• TEXT:
Cluster analysis results indicated that women with incontinence may reach out to others by initially testing the social waters for risks to self-esteem or safety in disclosure. Partners and friends (and even providers) may be joked with or told about the embarrassing problems related to incontinence but are not privy to the extent of emotional distress that surrounds the personal experience of incontinence. The cluster analysis indicates that sharing stories about incontinence in the public forum of blogs was a hopeful act. This finding suggests a new strategy to improve women’s experiences when seeking care for incontinence concerns that would have been missed with word frequency analysis alone. Results from this cluster analysis suggest that any mention of incontinence in the clinical setting should be considered a request for information or support.
This preliminary study was limited by the nature of the data collected and the number of archived blogs available for analysis. No demographic information was collected. Therefore, social or cultural factors that may influence perceptions of the impact of incontinence on quality of life (Welch, Botelho, & Tennstedt, 2011) were not analyzed. The researchers could not probe for clarification in language or word use. The researchers were not able to discern motivations to write the blogs or reasons why women would or would not seek care for incontinence.

• PROVIDED INFORMATION:
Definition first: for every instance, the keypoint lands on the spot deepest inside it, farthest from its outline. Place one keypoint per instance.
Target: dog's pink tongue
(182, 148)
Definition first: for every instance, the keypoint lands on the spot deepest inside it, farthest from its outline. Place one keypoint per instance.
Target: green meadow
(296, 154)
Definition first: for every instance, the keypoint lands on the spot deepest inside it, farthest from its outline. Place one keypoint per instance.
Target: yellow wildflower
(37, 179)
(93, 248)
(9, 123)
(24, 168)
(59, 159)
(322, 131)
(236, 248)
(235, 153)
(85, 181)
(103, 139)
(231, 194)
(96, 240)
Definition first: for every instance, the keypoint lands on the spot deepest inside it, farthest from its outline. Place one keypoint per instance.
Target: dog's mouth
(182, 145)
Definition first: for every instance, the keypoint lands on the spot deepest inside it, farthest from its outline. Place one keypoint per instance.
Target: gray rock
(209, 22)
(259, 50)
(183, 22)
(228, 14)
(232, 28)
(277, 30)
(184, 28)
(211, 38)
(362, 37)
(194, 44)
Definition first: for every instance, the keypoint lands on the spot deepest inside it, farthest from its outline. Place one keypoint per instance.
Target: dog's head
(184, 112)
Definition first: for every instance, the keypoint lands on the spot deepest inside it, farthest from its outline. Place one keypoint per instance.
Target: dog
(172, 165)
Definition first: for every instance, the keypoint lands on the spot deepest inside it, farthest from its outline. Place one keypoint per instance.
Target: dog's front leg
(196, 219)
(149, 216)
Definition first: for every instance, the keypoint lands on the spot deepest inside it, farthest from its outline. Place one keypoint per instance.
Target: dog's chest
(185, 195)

• WHAT THE TASK ASKS:
Print the full passage on women's incontinence blogs, word for word. The records were taken from a different source than the text.

• FINISHED TASK:
Cluster analysis results indicated that women with incontinence may reach out to others by initially testing the social waters for risks to self-esteem or safety in disclosure. Partners and friends (and even providers) may be joked with or told about the embarrassing problems related to incontinence but are not privy to the extent of emotional distress that surrounds the personal experience of incontinence. The cluster analysis indicates that sharing stories about incontinence in the public forum of blogs was a hopeful act. This finding suggests a new strategy to improve women’s experiences when seeking care for incontinence concerns that would have been missed with word frequency analysis alone. Results from this cluster analysis suggest that any mention of incontinence in the clinical setting should be considered a request for information or support.
This preliminary study was limited by the nature of the data collected and the number of archived blogs available for analysis. No demographic information was collected. Therefore, social or cultural factors that may influence perceptions of the impact of incontinence on quality of life (Welch, Botelho, & Tennstedt, 2011) were not analyzed. The researchers could not probe for clarification in language or word use. The researchers were not able to discern motivations to write the blogs or reasons why women would or would not seek care for incontinence.